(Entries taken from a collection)
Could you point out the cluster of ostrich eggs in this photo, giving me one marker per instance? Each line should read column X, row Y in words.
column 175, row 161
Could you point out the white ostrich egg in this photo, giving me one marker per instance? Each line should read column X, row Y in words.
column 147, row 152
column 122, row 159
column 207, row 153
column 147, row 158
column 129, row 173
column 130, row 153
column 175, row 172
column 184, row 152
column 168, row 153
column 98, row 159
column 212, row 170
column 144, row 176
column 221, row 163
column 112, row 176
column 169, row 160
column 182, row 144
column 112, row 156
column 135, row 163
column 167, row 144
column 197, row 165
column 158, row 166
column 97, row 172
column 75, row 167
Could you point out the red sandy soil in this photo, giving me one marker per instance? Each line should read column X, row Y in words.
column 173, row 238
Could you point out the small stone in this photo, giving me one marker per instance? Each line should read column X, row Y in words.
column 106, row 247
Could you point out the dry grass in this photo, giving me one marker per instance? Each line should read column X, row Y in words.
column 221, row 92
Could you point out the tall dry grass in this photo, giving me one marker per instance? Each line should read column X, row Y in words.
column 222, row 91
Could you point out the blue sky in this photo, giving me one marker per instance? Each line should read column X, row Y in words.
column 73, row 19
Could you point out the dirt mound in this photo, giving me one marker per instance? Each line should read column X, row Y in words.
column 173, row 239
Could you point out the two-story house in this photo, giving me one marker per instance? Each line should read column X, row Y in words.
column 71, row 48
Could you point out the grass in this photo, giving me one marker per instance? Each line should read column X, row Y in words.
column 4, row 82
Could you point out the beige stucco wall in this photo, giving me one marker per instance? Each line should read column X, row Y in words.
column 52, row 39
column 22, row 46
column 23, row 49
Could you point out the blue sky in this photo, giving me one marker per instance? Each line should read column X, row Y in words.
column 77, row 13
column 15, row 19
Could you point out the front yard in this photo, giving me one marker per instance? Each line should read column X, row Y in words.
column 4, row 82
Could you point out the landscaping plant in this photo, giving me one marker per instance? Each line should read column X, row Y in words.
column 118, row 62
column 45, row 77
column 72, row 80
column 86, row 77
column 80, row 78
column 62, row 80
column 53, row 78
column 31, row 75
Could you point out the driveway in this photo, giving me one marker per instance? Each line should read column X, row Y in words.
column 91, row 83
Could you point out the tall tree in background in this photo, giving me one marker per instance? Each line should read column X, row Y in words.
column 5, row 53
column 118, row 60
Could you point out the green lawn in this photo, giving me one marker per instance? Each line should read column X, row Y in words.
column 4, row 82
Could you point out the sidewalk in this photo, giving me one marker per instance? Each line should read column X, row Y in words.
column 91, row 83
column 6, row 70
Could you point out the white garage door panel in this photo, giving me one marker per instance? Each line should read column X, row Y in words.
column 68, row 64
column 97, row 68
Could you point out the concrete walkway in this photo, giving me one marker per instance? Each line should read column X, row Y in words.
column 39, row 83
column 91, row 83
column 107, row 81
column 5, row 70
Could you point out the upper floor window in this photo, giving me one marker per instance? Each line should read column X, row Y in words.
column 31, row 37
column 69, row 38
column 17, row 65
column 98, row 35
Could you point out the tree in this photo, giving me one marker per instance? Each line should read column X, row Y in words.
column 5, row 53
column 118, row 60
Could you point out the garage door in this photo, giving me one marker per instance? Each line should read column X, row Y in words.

:: WHAT YOU HAVE TO DO ::
Beginning at the line that holds "Could you point out the white garage", write out word for word each line through the end of the records.

:: TASK ANSWER ::
Could you point out the white garage door panel in this photo, giving me one marker per instance? Each line should read column X, row Y in words.
column 68, row 64
column 97, row 68
Could you point out the concrete walkway in this photo, giving me one marker per instance? Each line should read column X, row Y in words.
column 39, row 83
column 91, row 83
column 107, row 81
column 5, row 70
Could you point out the upper floor window in this photo, giving me one marker per instance? Each line should read column X, row Y in words.
column 31, row 37
column 69, row 38
column 17, row 65
column 98, row 35
Could you point out the tree in this photo, giving me one marker per instance? Each line should read column X, row Y in words.
column 5, row 53
column 118, row 60
Could you point out the garage door in this photo, giving me one marker per instance? Each line should read column X, row Y in words.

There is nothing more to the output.